Our mission is to unlock the secrets of microbial population dynamics to increase plant health.
Disentangling the complexities that shape microbe-microbe-plant interactions will provide a fundamental understanding of the ecological and evolutionary mechanisms that organize microbial communities and serves as a novel method to quantify the influence of microbes on plant fitness.
Linking functional and taxonomic diversity of diazotrophs under contrasting management regimes for enhanced crop productivity
Funded by USDA – NIFA Foundational Agriculture Award # 2021-67013-33677
This project will generate foundational knowledge using concepts in microbial evolutionary ecology to link the functional and taxonomic diversity of beneficial soil microbes to cropping systems. The project will measure how free-living nitrogen fixing bacteria (diazotroph) population dynamics respond to soil properties and agriculture management regimes, and document how community shifts translate into N-fixation activity over the growing season. We will determine whether potentially beneficial diazotrophs may have been lost through conventional agronomic management by using a prairie remnant as a baseline for community diversity. The knowledge gained could increase biological N-fixation rates as a means to decrease synthetic fertilizer dependence, which aligns with the program area priority to sustainably increase crop productivity. To accomplish our goals, we will spatiotemporally sample soils across Cook Agronomy Farm (CAF), which operates no-till and reduced till fields, to measure N-fixation and microbial communities. We will isolate free-living nitrogen-fixing strains from CAF, and characterize their metabolic diversity to assess the effect of nitrogen fertilizers. Strains will then be grown in competition with one another to predict the outcome of interactions in soil. We will test whether strains that fix more nitrogen show fitness costs and are less competitive when grown in the presence of mineral nitrogen sources, which we predict would both decrease diversity and lower fixation rates in the field. Finally, we will inoculate wheat in the greenhouse to assess competition in the rhizosphere and to measure the diazotroph microbiome’s influence on plant productivity.

_Entries supplied_
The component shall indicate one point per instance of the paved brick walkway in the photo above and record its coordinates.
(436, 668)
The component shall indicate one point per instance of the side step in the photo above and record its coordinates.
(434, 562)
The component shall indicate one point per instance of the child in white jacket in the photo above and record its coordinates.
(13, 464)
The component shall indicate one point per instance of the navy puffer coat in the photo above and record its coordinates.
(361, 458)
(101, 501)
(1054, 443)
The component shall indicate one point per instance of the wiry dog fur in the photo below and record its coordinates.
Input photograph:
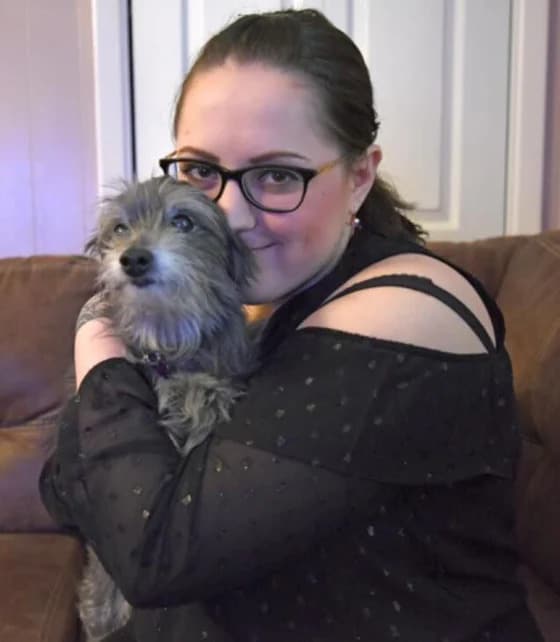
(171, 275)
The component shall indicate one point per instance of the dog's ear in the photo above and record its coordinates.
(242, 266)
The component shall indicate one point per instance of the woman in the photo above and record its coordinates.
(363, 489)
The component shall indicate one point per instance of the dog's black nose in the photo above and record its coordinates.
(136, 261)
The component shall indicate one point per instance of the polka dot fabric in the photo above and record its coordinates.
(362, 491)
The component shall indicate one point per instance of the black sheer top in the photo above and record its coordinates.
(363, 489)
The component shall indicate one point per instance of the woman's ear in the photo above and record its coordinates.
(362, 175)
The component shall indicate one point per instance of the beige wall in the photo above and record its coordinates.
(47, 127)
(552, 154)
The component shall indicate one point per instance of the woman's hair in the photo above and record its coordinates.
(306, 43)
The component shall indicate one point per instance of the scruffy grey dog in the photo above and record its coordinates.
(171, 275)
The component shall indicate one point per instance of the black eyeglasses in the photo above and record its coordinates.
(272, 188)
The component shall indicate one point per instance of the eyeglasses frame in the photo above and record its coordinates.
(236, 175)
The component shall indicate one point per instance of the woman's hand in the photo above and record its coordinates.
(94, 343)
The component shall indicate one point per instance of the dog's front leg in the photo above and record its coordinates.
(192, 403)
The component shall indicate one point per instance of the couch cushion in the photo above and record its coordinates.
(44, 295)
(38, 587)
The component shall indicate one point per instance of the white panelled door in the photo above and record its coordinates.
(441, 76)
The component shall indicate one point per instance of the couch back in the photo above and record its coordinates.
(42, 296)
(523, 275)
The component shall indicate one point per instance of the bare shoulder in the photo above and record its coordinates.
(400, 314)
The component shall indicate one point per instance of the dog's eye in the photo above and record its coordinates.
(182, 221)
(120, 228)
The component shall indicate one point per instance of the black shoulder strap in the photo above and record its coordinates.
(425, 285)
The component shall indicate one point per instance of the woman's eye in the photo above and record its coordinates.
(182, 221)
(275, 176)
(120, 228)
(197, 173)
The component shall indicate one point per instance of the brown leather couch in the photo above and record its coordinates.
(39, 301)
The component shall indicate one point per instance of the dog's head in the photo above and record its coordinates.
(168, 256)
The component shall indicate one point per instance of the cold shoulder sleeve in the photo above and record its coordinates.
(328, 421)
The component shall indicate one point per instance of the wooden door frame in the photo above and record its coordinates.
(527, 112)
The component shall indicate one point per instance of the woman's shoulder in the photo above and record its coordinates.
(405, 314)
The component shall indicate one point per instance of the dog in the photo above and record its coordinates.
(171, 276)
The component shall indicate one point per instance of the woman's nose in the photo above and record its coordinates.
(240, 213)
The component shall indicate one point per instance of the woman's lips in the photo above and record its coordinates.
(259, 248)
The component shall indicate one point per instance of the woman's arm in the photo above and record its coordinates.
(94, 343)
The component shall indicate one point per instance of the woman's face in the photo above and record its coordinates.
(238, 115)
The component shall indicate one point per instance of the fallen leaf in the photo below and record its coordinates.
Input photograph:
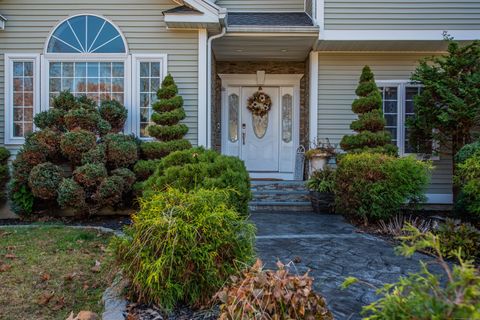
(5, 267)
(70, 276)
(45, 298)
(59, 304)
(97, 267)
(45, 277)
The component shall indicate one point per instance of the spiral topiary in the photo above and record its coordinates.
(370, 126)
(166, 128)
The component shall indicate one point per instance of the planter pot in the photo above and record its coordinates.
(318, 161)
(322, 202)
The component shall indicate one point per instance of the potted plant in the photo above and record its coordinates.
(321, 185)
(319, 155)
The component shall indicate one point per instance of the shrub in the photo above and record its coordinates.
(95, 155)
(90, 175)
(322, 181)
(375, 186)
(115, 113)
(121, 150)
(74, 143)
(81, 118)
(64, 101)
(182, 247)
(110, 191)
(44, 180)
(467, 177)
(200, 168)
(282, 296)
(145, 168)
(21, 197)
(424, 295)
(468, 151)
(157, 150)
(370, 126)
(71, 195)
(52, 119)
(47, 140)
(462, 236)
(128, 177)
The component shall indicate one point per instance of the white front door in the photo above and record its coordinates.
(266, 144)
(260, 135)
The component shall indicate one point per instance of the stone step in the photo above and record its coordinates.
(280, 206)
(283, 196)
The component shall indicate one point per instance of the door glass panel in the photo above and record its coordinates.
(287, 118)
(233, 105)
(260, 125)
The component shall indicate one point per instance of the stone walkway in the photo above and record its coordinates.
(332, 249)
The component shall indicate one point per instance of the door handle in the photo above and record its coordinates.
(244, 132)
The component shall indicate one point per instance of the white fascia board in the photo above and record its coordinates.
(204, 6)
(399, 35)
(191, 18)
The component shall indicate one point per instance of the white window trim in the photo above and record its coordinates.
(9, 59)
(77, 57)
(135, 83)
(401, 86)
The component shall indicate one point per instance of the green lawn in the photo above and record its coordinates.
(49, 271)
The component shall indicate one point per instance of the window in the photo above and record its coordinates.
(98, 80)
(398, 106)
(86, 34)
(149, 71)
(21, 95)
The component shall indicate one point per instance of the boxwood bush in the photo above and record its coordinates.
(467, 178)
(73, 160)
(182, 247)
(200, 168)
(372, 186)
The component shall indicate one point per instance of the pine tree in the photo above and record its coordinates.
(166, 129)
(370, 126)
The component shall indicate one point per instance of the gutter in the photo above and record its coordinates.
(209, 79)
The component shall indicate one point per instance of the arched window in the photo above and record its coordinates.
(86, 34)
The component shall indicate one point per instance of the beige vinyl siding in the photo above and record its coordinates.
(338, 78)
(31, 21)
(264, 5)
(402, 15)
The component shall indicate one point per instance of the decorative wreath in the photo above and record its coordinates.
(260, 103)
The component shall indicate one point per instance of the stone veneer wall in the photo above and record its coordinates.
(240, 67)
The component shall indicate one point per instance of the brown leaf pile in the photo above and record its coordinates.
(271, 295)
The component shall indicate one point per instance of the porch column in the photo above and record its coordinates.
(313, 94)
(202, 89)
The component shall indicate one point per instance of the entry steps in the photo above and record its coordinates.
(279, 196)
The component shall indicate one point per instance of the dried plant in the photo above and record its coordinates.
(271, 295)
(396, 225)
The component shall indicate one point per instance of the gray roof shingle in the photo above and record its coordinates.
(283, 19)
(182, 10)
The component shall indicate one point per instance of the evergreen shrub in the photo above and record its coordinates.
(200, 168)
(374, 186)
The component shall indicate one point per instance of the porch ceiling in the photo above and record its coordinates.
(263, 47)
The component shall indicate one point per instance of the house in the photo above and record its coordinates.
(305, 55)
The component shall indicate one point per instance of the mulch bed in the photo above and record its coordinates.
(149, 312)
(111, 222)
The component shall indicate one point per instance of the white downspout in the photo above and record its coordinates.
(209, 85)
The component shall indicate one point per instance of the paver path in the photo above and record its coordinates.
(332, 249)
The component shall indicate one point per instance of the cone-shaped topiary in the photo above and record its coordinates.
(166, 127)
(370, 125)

_Your goal_
Rewrite the part of the microbial ecology text that begins with "Disentangling the complexities" and ends with "on plant fitness.", changing "plant fitness" to "crop yield". You won't need the lines for this.

_Your solution_
Disentangling the complexities that shape microbe-microbe-plant interactions will provide a fundamental understanding of the ecological and evolutionary mechanisms that organize microbial communities and serves as a novel method to quantify the influence of microbes on crop yield.